Work required:
Please take the lines from the one holding "Please indicate the white stone" through the one holding "Please indicate the person" in the data below and copy them exactly.

(Dataset entries)
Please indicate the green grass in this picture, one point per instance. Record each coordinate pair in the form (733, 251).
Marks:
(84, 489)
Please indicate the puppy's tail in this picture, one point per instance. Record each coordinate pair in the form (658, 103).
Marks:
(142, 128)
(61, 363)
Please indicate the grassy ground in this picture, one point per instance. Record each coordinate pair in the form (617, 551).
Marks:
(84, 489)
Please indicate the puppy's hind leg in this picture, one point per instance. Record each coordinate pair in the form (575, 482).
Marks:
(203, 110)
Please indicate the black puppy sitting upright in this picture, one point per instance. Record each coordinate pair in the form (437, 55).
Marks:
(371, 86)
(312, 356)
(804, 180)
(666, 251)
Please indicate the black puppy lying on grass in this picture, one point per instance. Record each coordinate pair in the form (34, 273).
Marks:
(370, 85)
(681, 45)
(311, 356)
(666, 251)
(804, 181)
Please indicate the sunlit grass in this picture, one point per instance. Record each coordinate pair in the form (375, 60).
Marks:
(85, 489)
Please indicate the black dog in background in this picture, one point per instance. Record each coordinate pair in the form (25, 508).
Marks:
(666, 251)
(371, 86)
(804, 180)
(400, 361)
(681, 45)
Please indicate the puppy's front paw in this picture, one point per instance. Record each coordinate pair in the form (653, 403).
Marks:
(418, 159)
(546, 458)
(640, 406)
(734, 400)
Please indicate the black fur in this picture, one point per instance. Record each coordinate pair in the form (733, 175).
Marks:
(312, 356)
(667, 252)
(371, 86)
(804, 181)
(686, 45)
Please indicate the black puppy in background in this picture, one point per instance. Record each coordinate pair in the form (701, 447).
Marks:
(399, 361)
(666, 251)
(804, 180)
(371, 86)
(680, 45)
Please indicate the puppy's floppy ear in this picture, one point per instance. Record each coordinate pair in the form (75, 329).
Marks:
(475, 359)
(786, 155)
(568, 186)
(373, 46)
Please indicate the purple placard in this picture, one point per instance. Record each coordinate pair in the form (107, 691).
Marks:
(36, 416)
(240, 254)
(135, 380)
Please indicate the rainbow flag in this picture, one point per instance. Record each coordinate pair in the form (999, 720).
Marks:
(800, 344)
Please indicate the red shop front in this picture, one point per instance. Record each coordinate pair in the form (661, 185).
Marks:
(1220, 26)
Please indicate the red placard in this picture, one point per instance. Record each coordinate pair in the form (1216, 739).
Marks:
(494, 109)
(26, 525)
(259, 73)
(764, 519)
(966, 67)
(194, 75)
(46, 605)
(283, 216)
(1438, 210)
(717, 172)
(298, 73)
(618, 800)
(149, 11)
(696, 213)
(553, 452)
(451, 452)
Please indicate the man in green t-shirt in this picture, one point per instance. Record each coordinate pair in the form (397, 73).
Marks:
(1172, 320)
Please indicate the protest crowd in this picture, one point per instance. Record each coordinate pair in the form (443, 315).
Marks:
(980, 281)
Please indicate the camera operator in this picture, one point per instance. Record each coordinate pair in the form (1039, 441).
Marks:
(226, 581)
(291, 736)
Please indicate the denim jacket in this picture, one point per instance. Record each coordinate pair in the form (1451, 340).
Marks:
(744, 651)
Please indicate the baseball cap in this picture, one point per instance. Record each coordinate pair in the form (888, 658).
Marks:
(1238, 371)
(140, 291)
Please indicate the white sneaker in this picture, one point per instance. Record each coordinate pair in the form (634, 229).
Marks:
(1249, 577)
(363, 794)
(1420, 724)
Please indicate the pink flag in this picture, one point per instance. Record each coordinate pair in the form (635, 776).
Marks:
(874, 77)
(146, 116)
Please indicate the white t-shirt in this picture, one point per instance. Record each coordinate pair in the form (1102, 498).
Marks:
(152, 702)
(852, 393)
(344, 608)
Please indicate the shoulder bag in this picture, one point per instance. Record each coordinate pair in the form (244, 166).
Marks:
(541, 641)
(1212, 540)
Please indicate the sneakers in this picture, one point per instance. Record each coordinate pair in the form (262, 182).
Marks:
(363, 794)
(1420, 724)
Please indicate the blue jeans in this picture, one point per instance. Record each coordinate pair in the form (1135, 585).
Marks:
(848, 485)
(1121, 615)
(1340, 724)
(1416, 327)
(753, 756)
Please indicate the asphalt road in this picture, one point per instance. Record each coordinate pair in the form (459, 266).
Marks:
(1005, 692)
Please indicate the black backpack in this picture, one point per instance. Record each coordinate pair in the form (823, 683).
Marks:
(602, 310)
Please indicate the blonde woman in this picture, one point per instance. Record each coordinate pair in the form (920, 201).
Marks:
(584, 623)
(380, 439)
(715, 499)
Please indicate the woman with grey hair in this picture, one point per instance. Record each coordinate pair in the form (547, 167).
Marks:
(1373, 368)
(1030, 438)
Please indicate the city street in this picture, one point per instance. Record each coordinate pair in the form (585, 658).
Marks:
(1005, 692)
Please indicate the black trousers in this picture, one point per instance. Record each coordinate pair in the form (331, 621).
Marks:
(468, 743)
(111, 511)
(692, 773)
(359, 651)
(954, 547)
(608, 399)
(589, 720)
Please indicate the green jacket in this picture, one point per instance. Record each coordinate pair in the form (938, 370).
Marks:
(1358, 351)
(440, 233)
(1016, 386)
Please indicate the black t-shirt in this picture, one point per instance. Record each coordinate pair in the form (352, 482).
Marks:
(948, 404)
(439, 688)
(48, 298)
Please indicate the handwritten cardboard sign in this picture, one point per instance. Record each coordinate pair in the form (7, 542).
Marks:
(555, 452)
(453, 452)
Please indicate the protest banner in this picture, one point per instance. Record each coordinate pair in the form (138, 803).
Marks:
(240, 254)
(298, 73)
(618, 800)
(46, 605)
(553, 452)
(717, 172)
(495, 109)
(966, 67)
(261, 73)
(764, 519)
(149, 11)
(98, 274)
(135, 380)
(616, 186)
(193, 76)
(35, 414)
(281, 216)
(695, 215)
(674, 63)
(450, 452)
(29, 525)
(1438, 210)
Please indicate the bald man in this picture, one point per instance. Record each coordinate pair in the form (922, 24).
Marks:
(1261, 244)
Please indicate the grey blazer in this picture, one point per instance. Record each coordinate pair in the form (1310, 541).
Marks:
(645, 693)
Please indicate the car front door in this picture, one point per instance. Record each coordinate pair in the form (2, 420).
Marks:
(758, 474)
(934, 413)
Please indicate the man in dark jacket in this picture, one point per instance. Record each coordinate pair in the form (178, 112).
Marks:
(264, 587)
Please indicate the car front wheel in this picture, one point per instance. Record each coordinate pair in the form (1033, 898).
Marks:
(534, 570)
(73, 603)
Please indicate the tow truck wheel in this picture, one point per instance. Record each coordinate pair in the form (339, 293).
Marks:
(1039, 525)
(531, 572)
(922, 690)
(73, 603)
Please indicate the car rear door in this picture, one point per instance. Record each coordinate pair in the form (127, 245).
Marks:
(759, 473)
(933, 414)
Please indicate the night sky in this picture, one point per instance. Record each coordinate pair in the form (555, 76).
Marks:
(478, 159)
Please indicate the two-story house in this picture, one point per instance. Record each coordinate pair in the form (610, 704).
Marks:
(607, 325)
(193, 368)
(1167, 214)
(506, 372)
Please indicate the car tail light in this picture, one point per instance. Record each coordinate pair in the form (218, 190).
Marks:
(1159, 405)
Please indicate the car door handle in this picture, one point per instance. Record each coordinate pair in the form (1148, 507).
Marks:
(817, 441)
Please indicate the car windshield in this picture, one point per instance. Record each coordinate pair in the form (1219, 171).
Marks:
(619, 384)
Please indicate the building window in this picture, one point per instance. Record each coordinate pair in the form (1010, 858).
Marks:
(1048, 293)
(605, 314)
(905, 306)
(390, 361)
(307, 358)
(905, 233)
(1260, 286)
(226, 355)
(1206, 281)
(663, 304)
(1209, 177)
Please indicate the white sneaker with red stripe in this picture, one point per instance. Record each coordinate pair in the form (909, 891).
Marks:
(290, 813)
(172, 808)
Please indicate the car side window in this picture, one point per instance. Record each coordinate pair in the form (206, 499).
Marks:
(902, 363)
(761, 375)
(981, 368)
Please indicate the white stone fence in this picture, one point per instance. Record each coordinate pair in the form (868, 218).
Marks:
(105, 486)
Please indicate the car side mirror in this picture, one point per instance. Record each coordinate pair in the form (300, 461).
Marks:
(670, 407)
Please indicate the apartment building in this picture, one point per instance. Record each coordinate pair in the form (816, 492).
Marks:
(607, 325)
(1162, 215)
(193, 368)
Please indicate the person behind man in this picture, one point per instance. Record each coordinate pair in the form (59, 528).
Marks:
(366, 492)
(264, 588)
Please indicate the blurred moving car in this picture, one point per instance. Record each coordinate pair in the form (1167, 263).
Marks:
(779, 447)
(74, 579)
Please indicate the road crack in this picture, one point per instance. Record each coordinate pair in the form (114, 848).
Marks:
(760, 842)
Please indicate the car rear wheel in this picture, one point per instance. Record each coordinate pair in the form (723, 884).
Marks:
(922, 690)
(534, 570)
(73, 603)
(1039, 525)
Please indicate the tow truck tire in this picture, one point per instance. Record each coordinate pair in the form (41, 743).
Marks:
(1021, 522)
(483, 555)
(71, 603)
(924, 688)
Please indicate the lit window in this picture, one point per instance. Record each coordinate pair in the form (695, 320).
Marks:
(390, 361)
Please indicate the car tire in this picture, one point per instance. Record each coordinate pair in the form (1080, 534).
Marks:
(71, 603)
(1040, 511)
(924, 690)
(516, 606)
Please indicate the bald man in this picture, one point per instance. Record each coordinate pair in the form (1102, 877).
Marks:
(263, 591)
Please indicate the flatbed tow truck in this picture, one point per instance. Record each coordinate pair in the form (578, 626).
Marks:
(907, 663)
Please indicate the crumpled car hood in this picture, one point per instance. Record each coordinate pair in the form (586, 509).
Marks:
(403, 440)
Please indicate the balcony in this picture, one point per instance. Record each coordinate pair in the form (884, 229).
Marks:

Response area:
Please indicate the white stone fence in this picture, one point per instance. Record each coordinate pair in the form (868, 218).
Marks:
(105, 486)
Please indicate the car side mirror in this picture, one point per instance. Record each coordinate pair in the form (300, 461).
Marks:
(670, 407)
Please indicate the apartment building in this picture, one point per instance. Record each coordinate pair in the form (816, 492).
Marks:
(607, 325)
(1162, 215)
(193, 368)
Please indicate the person behind man in this picture, one point per instance. Record each coordinate pair in the form (59, 528).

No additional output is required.